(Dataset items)
====================

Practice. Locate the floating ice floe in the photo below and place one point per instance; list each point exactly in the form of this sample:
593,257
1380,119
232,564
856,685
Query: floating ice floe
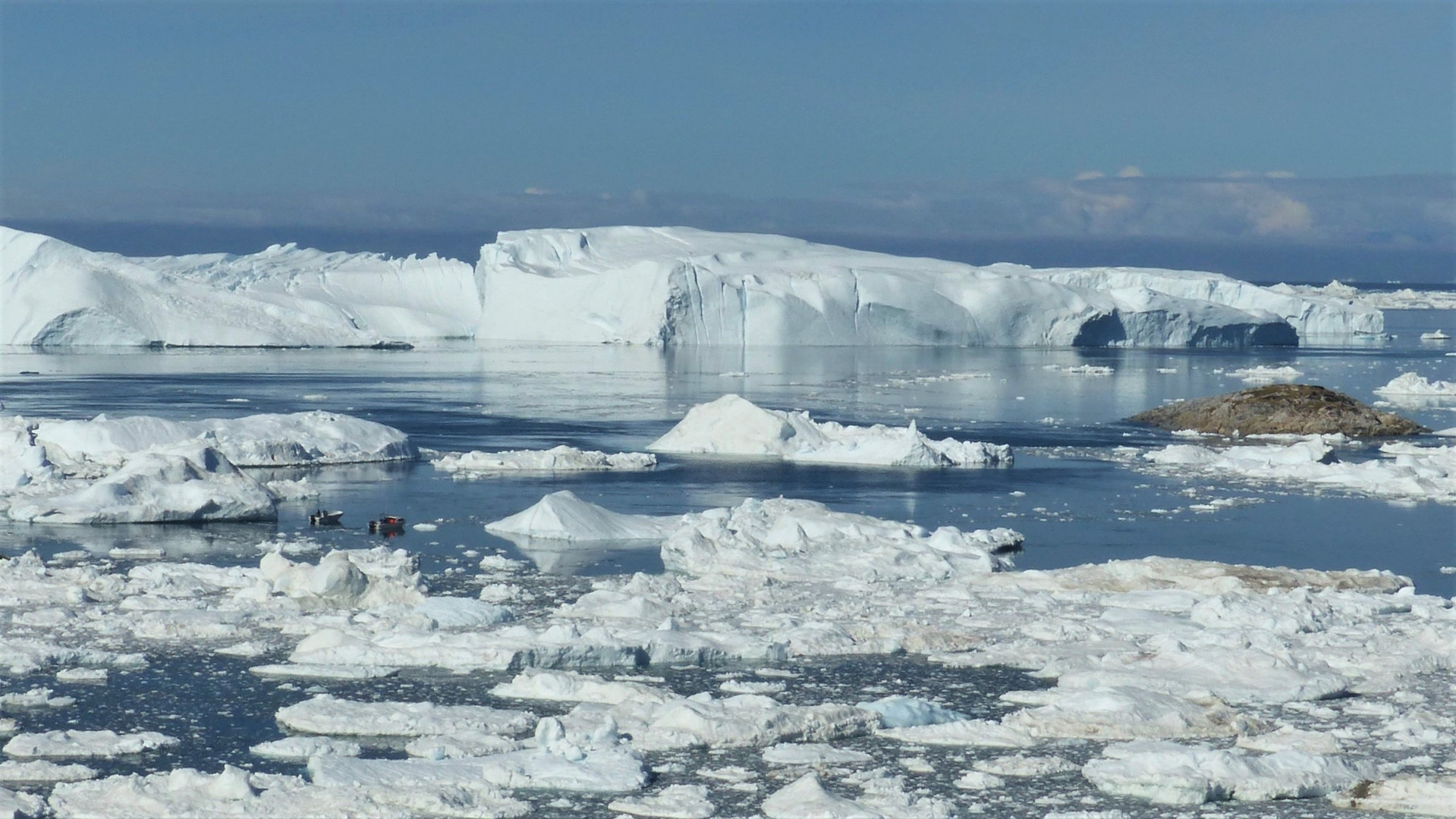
83,744
1180,774
42,771
144,469
561,516
326,714
1416,391
303,748
1405,472
1080,370
733,425
1133,649
1402,299
673,802
1402,795
1261,374
233,792
807,798
558,459
813,754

====================

◆ TASK BRIEF
Give every line of the listing above as a JSON list of strings, one string per line, with blank lines dropped and the pictures left out.

◆ EXPECTED ANSWER
[
  "Practice. Locate the floating ice floe in the photo below and place one point per instance; list each point exactly in the form of this sample:",
  "593,257",
  "1380,119",
  "232,564",
  "856,685",
  "Query: floating ice floe",
  "83,744",
  "1180,774",
  "42,771",
  "144,469",
  "561,516",
  "326,714",
  "1416,391",
  "303,748",
  "1405,472",
  "1080,370",
  "733,425",
  "1133,649",
  "1402,299",
  "673,802",
  "1402,795",
  "1261,374",
  "233,792",
  "807,798",
  "558,459",
  "813,754"
]